## Begin TEXT SHOWN
The incidental takings permits don’t authorize direct takings such as hunting permits do, but permit incidental impact and deaths accidentally caused by exploration, production and transportation activities. It is not nearly as stringent as intentional harvest and importation of trophies of “threatened” listed marine mammals. One can imagine where this is going. It threatens all oil production in the Beaufort Sea, including Prudhoe Bay and the North Slope’s 26 producing fields, the Northstar facility and even cites the fact that though there is no drilling on the Arctic National Wildlife Refuge, the permits being challenged border the refuge. The suit can be found at http://www.earthjustice .org/library/legal_docs/polar-bear-take-complaint.pdf.
Mozambique Elephant Trophy Import Appeals: Conservation Force has filed the final appeal of the denials of the elephant trophy import permits from Mozambique. It is an appeal of all the permits that have been denied since the country reopened safari hunting of elephant in 2000 in furtherance of its National Strategy for the Management of Elephants in Mozambique.
## End TEXT SHOWN
→ **THE TASK**
Summarize the text on incidental take permits and Mozambique elephant trophy imports in two sentences. Rely only on the text for your answers.
## Begin DATASET CONTENT
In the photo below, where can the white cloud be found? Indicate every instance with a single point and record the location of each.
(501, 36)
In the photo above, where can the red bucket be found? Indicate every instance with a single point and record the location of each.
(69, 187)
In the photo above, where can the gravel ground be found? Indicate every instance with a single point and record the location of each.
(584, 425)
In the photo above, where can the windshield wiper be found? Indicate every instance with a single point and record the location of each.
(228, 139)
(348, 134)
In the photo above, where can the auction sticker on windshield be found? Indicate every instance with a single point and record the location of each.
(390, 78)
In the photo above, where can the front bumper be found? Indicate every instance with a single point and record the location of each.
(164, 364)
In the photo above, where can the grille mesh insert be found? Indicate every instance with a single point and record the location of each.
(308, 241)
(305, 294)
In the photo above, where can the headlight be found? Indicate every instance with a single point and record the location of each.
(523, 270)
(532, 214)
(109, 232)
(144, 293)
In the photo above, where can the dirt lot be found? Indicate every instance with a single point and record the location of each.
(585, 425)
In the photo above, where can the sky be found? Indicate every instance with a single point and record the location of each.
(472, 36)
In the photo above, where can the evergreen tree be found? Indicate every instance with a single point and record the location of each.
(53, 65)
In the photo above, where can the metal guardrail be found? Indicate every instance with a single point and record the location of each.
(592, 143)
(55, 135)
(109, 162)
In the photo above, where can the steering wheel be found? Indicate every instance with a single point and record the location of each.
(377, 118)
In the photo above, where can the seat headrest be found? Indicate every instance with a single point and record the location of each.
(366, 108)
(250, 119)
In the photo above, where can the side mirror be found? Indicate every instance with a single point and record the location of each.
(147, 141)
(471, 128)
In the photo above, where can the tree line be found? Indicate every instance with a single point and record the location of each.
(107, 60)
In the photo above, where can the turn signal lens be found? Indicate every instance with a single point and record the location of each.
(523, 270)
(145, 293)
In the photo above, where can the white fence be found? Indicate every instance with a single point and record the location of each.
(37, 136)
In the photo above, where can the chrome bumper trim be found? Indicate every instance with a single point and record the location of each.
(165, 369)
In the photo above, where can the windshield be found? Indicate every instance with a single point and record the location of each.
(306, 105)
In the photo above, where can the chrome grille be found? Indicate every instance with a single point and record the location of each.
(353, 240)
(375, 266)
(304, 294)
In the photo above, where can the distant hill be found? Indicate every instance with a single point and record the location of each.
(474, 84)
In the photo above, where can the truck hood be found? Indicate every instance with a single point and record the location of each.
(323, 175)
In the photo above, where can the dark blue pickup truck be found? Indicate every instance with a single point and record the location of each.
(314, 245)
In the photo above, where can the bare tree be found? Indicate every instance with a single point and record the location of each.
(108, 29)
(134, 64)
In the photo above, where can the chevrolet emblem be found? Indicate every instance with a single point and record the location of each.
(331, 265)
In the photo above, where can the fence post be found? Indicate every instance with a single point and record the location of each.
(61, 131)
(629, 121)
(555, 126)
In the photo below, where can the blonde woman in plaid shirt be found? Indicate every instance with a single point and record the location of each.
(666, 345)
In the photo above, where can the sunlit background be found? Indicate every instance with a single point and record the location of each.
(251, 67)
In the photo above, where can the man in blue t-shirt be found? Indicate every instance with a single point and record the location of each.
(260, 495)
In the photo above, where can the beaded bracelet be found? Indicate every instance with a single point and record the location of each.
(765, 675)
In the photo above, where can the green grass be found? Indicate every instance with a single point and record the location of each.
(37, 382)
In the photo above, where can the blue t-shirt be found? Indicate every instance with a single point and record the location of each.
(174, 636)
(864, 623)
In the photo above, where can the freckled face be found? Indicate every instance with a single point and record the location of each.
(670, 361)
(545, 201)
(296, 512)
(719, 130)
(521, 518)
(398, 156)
## End DATASET CONTENT
→ **COMPLETE RESPONSE**
Incidental take permits allow accidental impacts and deaths caused by oil exploration, production and transportation, and they are far less stringent than the rules for intentional harvest and importation of trophies of threatened marine mammals. A suit challenging these permits threatens all oil production in the Beaufort Sea, while Conservation Force has filed the final appeal of every elephant trophy import permit denied for Mozambique since the country reopened elephant safari hunting in 2000.